**** INPUT RECORDS

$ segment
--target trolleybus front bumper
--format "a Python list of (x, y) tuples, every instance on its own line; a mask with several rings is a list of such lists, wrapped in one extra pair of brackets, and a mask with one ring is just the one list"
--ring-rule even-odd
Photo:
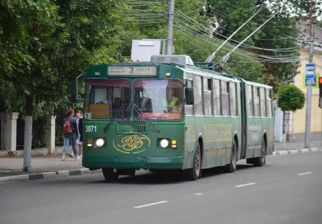
[(88, 168), (182, 169), (183, 156), (84, 156), (82, 165)]

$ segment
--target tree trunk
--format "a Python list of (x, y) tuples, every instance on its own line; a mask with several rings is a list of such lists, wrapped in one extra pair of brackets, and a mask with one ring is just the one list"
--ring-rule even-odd
[(26, 117), (24, 120), (24, 167), (31, 170), (32, 115), (34, 112), (34, 96), (26, 96)]

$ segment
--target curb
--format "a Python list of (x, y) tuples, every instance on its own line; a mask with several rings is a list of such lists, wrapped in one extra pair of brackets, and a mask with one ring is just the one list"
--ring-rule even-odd
[(80, 176), (85, 174), (94, 174), (101, 173), (101, 170), (89, 170), (88, 168), (82, 168), (71, 170), (61, 170), (53, 172), (45, 172), (38, 174), (22, 174), (0, 177), (0, 184), (17, 181), (35, 181), (44, 179), (53, 179), (57, 177), (66, 177)]
[(287, 151), (273, 151), (272, 156), (285, 156), (291, 154), (298, 154), (307, 152), (320, 151), (322, 149), (312, 148), (312, 149), (293, 149)]

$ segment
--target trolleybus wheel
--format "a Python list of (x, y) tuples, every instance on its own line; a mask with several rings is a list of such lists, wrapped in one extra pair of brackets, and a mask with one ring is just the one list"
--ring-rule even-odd
[(119, 174), (114, 172), (113, 168), (102, 168), (102, 172), (107, 181), (116, 181), (119, 178)]
[(233, 172), (236, 170), (237, 163), (237, 147), (236, 142), (233, 142), (230, 150), (230, 163), (226, 165), (226, 170), (228, 172)]
[(189, 181), (195, 181), (201, 177), (201, 149), (199, 144), (196, 149), (192, 168), (185, 170), (184, 172), (186, 179)]
[(256, 167), (261, 167), (266, 163), (266, 157), (265, 154), (266, 152), (266, 146), (265, 144), (264, 138), (262, 139), (262, 145), (261, 147), (261, 156), (254, 158), (254, 165)]

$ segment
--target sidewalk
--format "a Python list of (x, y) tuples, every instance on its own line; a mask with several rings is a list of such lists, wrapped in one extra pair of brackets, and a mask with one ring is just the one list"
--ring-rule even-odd
[[(34, 149), (33, 149), (34, 150)], [(49, 179), (99, 172), (90, 171), (82, 166), (82, 160), (68, 156), (61, 160), (61, 147), (58, 147), (54, 155), (32, 156), (31, 170), (22, 172), (23, 157), (0, 157), (0, 184)], [(41, 155), (41, 154), (40, 154)]]
[[(293, 138), (293, 135), (290, 135), (290, 141), (286, 142), (285, 147), (283, 142), (275, 142), (275, 151), (285, 151), (285, 150), (295, 150), (304, 149), (305, 142), (305, 133), (295, 134)], [(312, 132), (310, 135), (310, 149), (322, 148), (321, 146), (321, 132)]]

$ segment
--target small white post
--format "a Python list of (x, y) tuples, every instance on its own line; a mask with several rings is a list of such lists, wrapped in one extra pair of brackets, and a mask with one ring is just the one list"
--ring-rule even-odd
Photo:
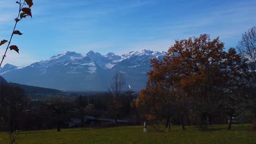
[(144, 122), (144, 127), (143, 127), (143, 132), (147, 132), (147, 125), (146, 122)]

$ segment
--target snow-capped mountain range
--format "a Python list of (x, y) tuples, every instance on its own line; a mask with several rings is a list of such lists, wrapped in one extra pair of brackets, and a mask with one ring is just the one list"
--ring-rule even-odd
[(55, 88), (62, 91), (106, 91), (113, 75), (125, 74), (127, 85), (133, 91), (145, 87), (150, 59), (161, 58), (164, 52), (143, 50), (118, 56), (90, 51), (81, 55), (65, 52), (50, 59), (30, 65), (16, 67), (9, 64), (0, 68), (8, 81)]

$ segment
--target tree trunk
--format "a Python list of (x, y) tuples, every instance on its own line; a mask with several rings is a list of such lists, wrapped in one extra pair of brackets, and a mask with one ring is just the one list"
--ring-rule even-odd
[(165, 128), (167, 128), (168, 127), (168, 124), (169, 124), (169, 119), (166, 118), (166, 123), (165, 123)]
[(182, 129), (185, 130), (185, 127), (184, 125), (184, 113), (183, 113), (182, 114), (182, 117), (181, 117), (181, 121), (182, 121)]
[(13, 133), (13, 114), (10, 113), (10, 123), (9, 123), (9, 129), (10, 129), (10, 133)]
[(232, 115), (230, 115), (229, 116), (229, 126), (228, 127), (228, 129), (230, 130), (231, 129), (231, 126), (232, 124), (232, 117), (233, 117)]
[(118, 127), (118, 122), (117, 122), (117, 112), (116, 112), (116, 110), (115, 110), (115, 125), (117, 125), (117, 127)]
[(136, 119), (137, 119), (137, 123), (138, 124), (141, 124), (141, 119), (139, 118), (139, 114), (138, 112), (138, 110), (137, 109), (136, 107), (135, 107), (135, 113), (136, 113)]
[(189, 126), (190, 126), (191, 122), (190, 122), (190, 119), (189, 119), (189, 118), (188, 117), (188, 114), (185, 115), (185, 116), (186, 116), (186, 118), (187, 118), (187, 120), (188, 121), (188, 125), (189, 125)]
[(170, 119), (170, 117), (166, 118), (166, 123), (165, 124), (165, 128), (168, 128), (169, 129), (171, 129), (171, 121)]
[(60, 113), (57, 113), (57, 131), (60, 131)]

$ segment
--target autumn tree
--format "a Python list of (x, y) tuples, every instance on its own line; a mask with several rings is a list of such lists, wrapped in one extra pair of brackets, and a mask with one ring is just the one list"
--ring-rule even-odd
[(0, 99), (2, 111), (5, 113), (6, 120), (8, 119), (9, 131), (13, 133), (15, 129), (19, 129), (18, 116), (22, 112), (23, 106), (26, 104), (24, 91), (18, 87), (3, 85), (0, 87)]
[(230, 87), (229, 82), (242, 80), (246, 72), (245, 61), (234, 49), (225, 51), (219, 38), (211, 40), (207, 34), (176, 40), (162, 61), (152, 61), (152, 67), (139, 101), (156, 116), (156, 112), (171, 115), (174, 103), (183, 129), (184, 114), (191, 110), (200, 116), (201, 125), (208, 125), (227, 89), (242, 85)]
[(250, 96), (253, 101), (252, 110), (256, 116), (256, 27), (249, 28), (242, 35), (236, 48), (241, 56), (247, 61), (252, 77), (248, 79)]
[(57, 131), (60, 131), (63, 123), (63, 114), (66, 114), (71, 110), (71, 107), (69, 106), (70, 104), (60, 96), (56, 97), (50, 100), (45, 101), (43, 104), (56, 115)]
[(170, 78), (173, 73), (166, 71), (168, 65), (156, 58), (152, 59), (151, 64), (153, 70), (148, 73), (147, 88), (141, 91), (137, 104), (148, 110), (146, 115), (151, 119), (148, 120), (153, 122), (156, 130), (159, 130), (157, 129), (162, 118), (166, 119), (166, 128), (170, 129), (174, 107), (172, 90), (174, 80)]
[[(13, 30), (11, 32), (10, 38), (9, 41), (6, 39), (4, 39), (0, 42), (0, 46), (6, 43), (8, 43), (7, 47), (5, 49), (4, 55), (3, 55), (3, 58), (0, 63), (0, 67), (2, 65), (2, 63), (3, 63), (3, 60), (6, 57), (6, 53), (8, 49), (10, 49), (10, 50), (15, 50), (18, 53), (19, 53), (19, 49), (16, 45), (10, 45), (11, 40), (13, 39), (13, 37), (14, 35), (20, 35), (22, 34), (22, 33), (21, 33), (20, 31), (16, 29), (16, 27), (17, 26), (18, 23), (21, 20), (22, 20), (23, 19), (26, 18), (27, 16), (30, 16), (31, 18), (32, 17), (31, 9), (30, 9), (30, 8), (33, 5), (33, 0), (19, 0), (18, 1), (16, 1), (16, 3), (19, 4), (19, 13), (18, 14), (18, 16), (14, 19), (15, 23), (14, 25)], [(27, 8), (25, 7), (25, 5), (28, 5)]]
[(117, 118), (121, 107), (120, 97), (127, 88), (126, 79), (125, 74), (116, 73), (114, 74), (109, 85), (109, 91), (111, 95), (108, 100), (108, 110), (114, 115), (115, 124), (118, 126)]
[(246, 59), (237, 53), (234, 49), (230, 49), (223, 61), (226, 68), (223, 77), (224, 99), (223, 108), (229, 117), (228, 129), (231, 129), (232, 117), (243, 112), (248, 105), (248, 69)]

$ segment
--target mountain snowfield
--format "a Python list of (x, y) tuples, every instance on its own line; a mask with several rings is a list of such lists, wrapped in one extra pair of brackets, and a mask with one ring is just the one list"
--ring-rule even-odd
[(120, 72), (125, 74), (127, 86), (138, 91), (146, 87), (150, 59), (161, 58), (165, 53), (147, 50), (121, 56), (67, 51), (28, 65), (7, 64), (0, 74), (8, 81), (21, 84), (66, 91), (102, 91), (108, 89), (113, 75)]

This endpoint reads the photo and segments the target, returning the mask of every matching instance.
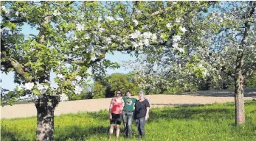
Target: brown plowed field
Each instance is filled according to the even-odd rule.
[[[256,89],[245,90],[245,100],[256,99]],[[178,95],[150,95],[151,107],[178,105],[196,105],[224,102],[234,102],[234,90],[183,93]],[[135,96],[134,98],[138,98]],[[55,115],[59,115],[77,112],[97,112],[108,109],[111,98],[89,99],[60,102]],[[17,104],[1,107],[1,118],[14,118],[36,115],[33,104]]]

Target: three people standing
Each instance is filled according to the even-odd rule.
[[[109,106],[109,120],[110,120],[110,129],[109,129],[109,138],[111,137],[114,131],[114,126],[117,125],[117,139],[118,139],[120,133],[120,125],[122,122],[122,111],[125,106],[125,102],[122,100],[122,93],[120,90],[117,92],[117,96],[111,99]]]
[[[135,107],[134,111],[134,107]],[[139,100],[131,97],[130,91],[126,92],[126,96],[121,97],[121,91],[118,90],[117,96],[111,99],[109,106],[110,129],[109,137],[113,134],[114,126],[117,125],[117,139],[120,134],[121,115],[124,123],[125,136],[131,137],[132,119],[134,118],[139,137],[145,135],[145,123],[149,118],[149,102],[144,98],[142,93],[139,94]]]
[[[141,137],[144,137],[145,135],[145,123],[149,118],[149,108],[150,105],[148,101],[145,99],[144,94],[140,93],[139,94],[139,100],[135,103],[134,118],[136,126],[137,127],[138,135]]]
[[[129,90],[126,92],[126,96],[123,96],[122,99],[125,101],[125,107],[123,108],[122,113],[125,136],[127,137],[131,137],[131,123],[134,118],[134,106],[136,99],[135,98],[131,98],[131,93]]]

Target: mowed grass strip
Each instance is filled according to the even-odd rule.
[[[256,140],[256,101],[246,101],[246,124],[235,125],[234,103],[151,109],[142,140]],[[123,124],[121,125],[121,132]],[[108,140],[107,111],[55,117],[55,140]],[[133,121],[133,138],[138,140]],[[35,140],[36,118],[2,119],[1,140]],[[114,137],[111,140],[115,140]]]

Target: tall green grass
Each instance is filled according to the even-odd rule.
[[[233,103],[151,109],[142,140],[256,140],[256,101],[245,105],[241,126],[235,125]],[[108,140],[108,118],[107,111],[56,116],[55,140]],[[134,122],[132,127],[133,138],[119,140],[138,140]],[[1,130],[1,140],[35,140],[36,118],[3,119]]]

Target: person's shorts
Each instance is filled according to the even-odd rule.
[[[110,124],[118,124],[121,125],[122,122],[122,114],[113,114],[112,115],[112,119],[110,120]]]

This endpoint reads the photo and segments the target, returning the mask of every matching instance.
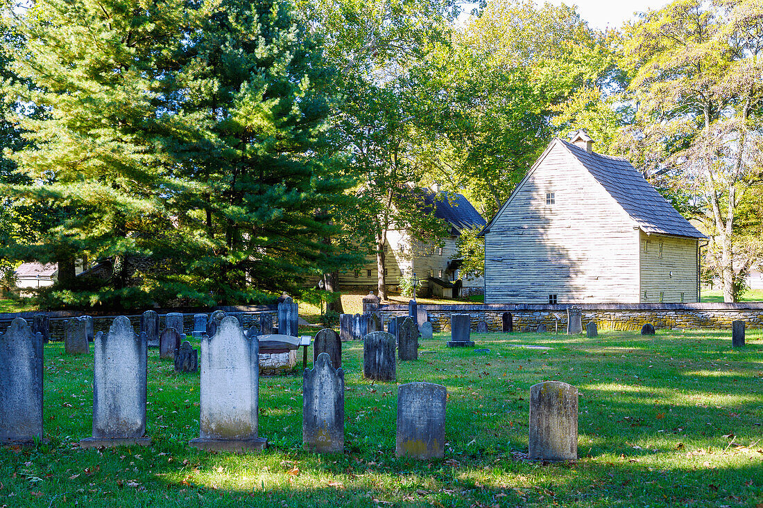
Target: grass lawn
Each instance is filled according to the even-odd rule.
[[[301,449],[301,378],[260,379],[259,455],[202,452],[199,376],[149,357],[146,449],[85,450],[92,356],[46,346],[45,433],[37,449],[0,450],[0,506],[757,506],[763,503],[763,342],[732,351],[727,333],[606,332],[598,338],[473,334],[478,347],[424,341],[398,383],[448,389],[446,458],[394,458],[397,384],[360,375],[345,342],[343,455]],[[552,349],[511,347],[536,344]],[[299,355],[300,358],[301,355]],[[312,355],[311,354],[311,358]],[[530,387],[580,389],[574,465],[524,461]]]
[[[723,301],[723,289],[705,289],[702,288],[700,297],[703,302],[722,302]],[[739,301],[763,301],[763,289],[750,289],[745,291]]]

********

**TASK TO COMPLETE:** Report every line above that contains the word "trolleybus". Only exact matches in letter case count.

**TASK RESPONSE:**
--target trolleybus front bumper
--target trolleybus wheel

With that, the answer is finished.